#### PAGE:
_ _ _ _ _
On 18 December 2021, India tested its new Agni-P medium-range ballistic missile from its Integrated Test Range on Abdul Kalam Island. This was the second test of the missile, the first test having been conducted in June 2021.
Our friends at Planet Labs PBC managed to capture an image of the Agni-P launcher sitting on the launch pad the day before the test took place.
Following both launches of the Agni-P, the Indian Government referred to the missile as a “new generation” nuclear-capable ballistic missile. Back in 2016, when the Defence Research and Development Organisation (DRDO) first announced the development of the Agni-P (which was called the Agni-1P at the time), a senior DRDO official explained why this missile was so special:
“As our ballistic missiles grew in range, our technology grew in sophistication. Now the early, short-range missiles, which incorporate older technologies, will be replaced by missiles with more advanced technologies. Call it backward integration of technology.”
The Agni-P is India’s first shorter-range missile to incorporate technologies now found in the newer Agni-IV and -V ballistic missiles, including more advanced rocket motors, propellants, avionics, and navigation systems.
Most notably, the Agni-P also incorporates a new feature seen on India’s new Agni-V intermediate-range ballistic missiles that has the potential to impact strategic stability: canisterization. And the launcher used in the Agni-P launch appears to have increased mobility. There are also unconfirmed rumors that the Agni-P and Agni-V might have the capability to launch multiple warheads.
“Canisterizing” refers to storing missiles inside a sealed, climate-controlled tube to protect them from the outside elements during transportation. In this configuration, the warhead can be permanently mated with the missile instead of having to be installed prior to launch, which would significantly reduce the amount of time needed to launch nuclear weapons in a crisis. This is a new feature of India’s Strategic Forces Command’s increased emphasis on readiness. In recent years, former senior civilian and military officials have reportedly suggested in interviews that “some portion of India’s nuclear force, particularly those weapons and capabilities designed for use against Pakistan, are now kept at a high state of readiness, capable of being operationalized and released within seconds or minutes in a crisis—not hours, as had been assumed.”
_ _ _ _ _
#### BRIEF A:
Rewrite the stretch of the Agni-P missile page from "The Agni-P is" through "launch multiple warheads.", putting "flight electronics" in place of "avionics".
#### BRIEF B:
List every line of the records that contains the word "neck".

#### RECORDS SUPPLIED:
_ _ _ _ _
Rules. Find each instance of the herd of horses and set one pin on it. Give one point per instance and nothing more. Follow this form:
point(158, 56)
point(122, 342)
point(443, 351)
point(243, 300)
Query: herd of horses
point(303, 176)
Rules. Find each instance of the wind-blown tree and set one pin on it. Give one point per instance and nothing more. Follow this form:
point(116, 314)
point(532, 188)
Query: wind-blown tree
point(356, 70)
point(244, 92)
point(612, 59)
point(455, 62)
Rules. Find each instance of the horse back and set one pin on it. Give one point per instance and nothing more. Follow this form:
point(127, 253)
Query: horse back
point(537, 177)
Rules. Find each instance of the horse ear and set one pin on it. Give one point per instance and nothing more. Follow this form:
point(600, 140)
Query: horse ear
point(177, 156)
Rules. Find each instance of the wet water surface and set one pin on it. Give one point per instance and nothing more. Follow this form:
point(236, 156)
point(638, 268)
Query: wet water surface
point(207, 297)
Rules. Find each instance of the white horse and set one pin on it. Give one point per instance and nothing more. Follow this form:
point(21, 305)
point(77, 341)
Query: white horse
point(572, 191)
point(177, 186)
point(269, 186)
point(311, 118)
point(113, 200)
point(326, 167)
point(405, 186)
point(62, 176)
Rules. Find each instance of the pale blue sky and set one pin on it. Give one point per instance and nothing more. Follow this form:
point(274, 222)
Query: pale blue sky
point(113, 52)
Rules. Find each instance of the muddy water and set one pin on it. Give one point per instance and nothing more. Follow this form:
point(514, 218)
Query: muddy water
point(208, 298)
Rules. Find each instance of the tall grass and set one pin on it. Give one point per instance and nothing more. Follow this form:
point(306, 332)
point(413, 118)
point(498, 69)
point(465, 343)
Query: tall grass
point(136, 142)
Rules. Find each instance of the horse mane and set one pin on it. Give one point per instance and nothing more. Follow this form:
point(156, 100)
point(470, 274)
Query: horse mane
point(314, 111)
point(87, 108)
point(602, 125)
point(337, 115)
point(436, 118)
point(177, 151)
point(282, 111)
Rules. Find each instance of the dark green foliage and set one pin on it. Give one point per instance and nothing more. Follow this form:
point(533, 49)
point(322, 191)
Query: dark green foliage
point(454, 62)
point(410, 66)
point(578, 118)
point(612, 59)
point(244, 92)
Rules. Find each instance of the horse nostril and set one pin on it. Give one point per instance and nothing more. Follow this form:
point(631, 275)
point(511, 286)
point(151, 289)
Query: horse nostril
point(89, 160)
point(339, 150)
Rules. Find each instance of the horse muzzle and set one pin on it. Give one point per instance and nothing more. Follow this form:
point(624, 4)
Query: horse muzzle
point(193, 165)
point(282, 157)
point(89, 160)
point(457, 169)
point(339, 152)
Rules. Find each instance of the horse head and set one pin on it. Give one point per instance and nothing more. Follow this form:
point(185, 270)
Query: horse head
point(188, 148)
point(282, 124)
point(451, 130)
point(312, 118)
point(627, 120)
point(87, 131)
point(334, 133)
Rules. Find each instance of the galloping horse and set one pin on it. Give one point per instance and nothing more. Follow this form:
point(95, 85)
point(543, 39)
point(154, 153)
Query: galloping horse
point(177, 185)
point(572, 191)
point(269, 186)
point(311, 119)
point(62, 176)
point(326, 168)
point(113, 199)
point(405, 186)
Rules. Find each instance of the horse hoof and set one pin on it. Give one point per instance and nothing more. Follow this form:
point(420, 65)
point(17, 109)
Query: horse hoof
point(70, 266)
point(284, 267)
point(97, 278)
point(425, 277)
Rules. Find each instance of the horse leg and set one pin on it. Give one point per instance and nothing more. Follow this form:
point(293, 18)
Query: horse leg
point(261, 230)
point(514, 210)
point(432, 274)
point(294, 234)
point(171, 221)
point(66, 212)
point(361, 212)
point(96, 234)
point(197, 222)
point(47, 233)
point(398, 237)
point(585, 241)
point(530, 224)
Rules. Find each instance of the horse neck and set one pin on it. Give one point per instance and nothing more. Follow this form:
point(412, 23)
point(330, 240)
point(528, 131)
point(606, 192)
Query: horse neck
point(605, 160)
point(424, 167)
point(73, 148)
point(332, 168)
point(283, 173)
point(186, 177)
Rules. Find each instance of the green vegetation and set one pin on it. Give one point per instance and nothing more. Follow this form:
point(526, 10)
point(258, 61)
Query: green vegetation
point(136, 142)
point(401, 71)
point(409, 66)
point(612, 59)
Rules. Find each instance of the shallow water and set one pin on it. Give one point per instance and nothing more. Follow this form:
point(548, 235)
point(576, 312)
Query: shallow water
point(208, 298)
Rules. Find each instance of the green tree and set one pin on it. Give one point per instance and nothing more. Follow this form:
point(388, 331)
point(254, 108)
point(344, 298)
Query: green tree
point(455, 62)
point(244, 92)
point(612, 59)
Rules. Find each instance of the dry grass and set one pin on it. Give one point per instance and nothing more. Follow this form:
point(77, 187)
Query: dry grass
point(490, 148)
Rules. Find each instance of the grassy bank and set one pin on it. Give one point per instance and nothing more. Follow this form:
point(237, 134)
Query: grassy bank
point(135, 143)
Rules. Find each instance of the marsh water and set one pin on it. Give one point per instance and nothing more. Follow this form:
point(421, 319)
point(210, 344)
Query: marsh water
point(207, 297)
_ _ _ _ _
#### EXERCISE RESULT A:
The Agni-P is India’s first shorter-range missile to incorporate technologies now found in the newer Agni-IV and -V ballistic missiles, including more advanced rocket motors, propellants, flight electronics, and navigation systems.
Most notably, the Agni-P also incorporates a new feature seen on India’s new Agni-V intermediate-range ballistic missiles that has the potential to impact strategic stability: canisterization. And the launcher used in the Agni-P launch appears to have increased mobility. There are also unconfirmed rumors that the Agni-P and Agni-V might have the capability to launch multiple warheads.

#### EXERCISE RESULT B:
Rules. Find each instance of the horse neck and set one pin on it. Give one point per instance and nothing more. Follow this form:
Query: horse neck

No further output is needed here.